# Required work
Copy out every row below, changing each "keypoint" to "marker" and leaving all other text unchanged.

[Position identification rows]

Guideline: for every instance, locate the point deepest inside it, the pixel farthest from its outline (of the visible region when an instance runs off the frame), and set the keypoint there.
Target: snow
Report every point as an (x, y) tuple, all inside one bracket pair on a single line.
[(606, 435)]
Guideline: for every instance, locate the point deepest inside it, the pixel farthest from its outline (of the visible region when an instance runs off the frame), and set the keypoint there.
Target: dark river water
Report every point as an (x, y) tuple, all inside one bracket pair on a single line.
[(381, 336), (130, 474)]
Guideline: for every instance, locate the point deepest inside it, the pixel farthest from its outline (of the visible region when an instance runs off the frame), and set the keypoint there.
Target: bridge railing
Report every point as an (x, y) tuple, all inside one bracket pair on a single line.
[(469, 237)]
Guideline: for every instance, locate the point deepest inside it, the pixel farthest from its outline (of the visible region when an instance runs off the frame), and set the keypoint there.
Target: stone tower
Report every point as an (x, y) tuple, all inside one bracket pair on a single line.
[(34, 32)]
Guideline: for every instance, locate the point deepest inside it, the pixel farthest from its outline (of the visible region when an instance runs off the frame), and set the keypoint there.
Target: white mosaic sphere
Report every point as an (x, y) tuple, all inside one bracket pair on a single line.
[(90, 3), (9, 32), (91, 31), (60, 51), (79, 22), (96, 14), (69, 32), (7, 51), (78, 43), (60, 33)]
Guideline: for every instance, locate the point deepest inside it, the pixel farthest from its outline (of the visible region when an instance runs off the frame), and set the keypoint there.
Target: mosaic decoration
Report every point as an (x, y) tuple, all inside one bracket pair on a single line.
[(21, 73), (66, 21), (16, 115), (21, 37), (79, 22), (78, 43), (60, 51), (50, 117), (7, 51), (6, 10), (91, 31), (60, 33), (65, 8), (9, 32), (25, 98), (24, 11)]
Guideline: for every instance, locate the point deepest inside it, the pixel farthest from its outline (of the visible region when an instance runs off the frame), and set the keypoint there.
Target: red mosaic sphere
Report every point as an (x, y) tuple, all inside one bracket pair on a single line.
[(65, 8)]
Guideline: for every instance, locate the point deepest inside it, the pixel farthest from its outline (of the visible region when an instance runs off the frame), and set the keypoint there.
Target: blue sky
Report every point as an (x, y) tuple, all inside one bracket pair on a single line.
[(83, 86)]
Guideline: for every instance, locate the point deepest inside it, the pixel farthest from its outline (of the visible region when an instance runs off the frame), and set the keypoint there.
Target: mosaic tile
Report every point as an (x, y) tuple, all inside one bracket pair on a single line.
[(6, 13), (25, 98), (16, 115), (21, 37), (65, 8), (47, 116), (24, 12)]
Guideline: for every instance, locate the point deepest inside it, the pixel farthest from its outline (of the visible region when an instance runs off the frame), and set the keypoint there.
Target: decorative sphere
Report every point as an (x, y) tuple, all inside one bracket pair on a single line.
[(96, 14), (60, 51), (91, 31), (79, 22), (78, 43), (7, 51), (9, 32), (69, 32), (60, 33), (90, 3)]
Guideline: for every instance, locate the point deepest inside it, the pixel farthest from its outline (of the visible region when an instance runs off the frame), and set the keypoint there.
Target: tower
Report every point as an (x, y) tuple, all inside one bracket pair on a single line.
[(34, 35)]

# Complete answer
Guideline: for every instance, locate the point deepest inside it, the pixel farthest from its outline (of the visible region when an instance runs off the frame), and set the marker there.
Target: snow
Report every point as an (x, y) tuple, all inside one bracket pair on a single line.
[(606, 435)]
Guideline: for every instance, locate the point deepest inside it, the pixel farthest from its outline (of the visible region when an instance runs off the frame), and set the marker there.
Target: dark river water
Report every point as an (x, y) tuple, all inside one bracket pair on a single line.
[(381, 336), (130, 474)]
Guideline: for every instance, locate the point deepest inside it, the pixel farthest from its outline (of the visible region when an instance runs off the frame), and set the marker there.
Target: bridge railing
Report every point as an (x, y) tuple, all inside one bracket pair on a single line.
[(469, 237)]
Guideline: for every instance, locate the point deepest inside it, the pixel farthest from its outline (of the visible region when an instance runs off the frame), and set the marker there.
Target: stone tower
Report every point as an (x, y) tuple, all inside one bracket pair on a single line.
[(34, 32)]
Guideline: for every instance, locate the point deepest inside it, the pixel farthest from its outline (of the visible region when an instance runs off the frame), and set the marker there.
Target: white mosaic sphere
Report every point as an (x, y) tuple, all inside one bracket pair on a single line.
[(90, 3), (9, 32), (91, 31), (60, 51), (79, 22), (96, 14), (69, 32), (7, 51), (78, 43), (60, 33)]
Guideline: for every instance, locate the point deepest inside it, the pixel farthest from its outline (of the visible region when an instance runs off the frame), and set the marker there.
Target: mosaic decoration
Report every point as an (x, y) tuple, all inside one bracket pair on a single line.
[(21, 73), (66, 21), (16, 115), (21, 37), (79, 22), (78, 43), (60, 51), (50, 117), (7, 51), (6, 10), (91, 31), (60, 33), (65, 8), (9, 32), (25, 98), (24, 11)]
Guideline: for every instance, locate the point deepest inside it, the pixel farthest from its outline (of the visible region when an instance runs off the frame), and set the marker there.
Target: red mosaic sphere
Report every point as an (x, y) tuple, all inside one bracket pair on a single line.
[(65, 8)]
Guideline: for every instance, locate the point deepest inside it, the pixel farthest from its outline (of the visible region when an instance runs off the frame), and set the marker there.
Target: blue sky
Report every point as an (x, y) tuple, all inside one bracket pair on a single line.
[(83, 86)]
Guideline: for every instance, locate the point deepest inside it, the pixel farthest from its outline (of the visible region when an instance runs off the frame), and set the marker there.
Target: mosaic tile
Report every point as an (x, y) tuple, all inside one bracket pair on a single line.
[(6, 13), (25, 98), (16, 115), (21, 37), (65, 8), (47, 116), (24, 12)]
Guideline: for every instance, locate the point deepest inside it, the pixel farthest from its outline (of the visible region when an instance runs off the frame), and set the marker there.
Target: decorative sphere
Report every point as an (x, y) tuple, all inside one bracket pair on a single line.
[(96, 14), (60, 51), (91, 31), (79, 22), (78, 43), (7, 51), (9, 32), (69, 32), (60, 33), (90, 3)]
Guideline: for every instance, locate the point deepest inside it, the pixel farthest from its outline (of the visible region when an instance runs off the frame), and set the marker there.
Target: tower
Report every point as an (x, y) tuple, all inside one bracket pair on a single line.
[(34, 35)]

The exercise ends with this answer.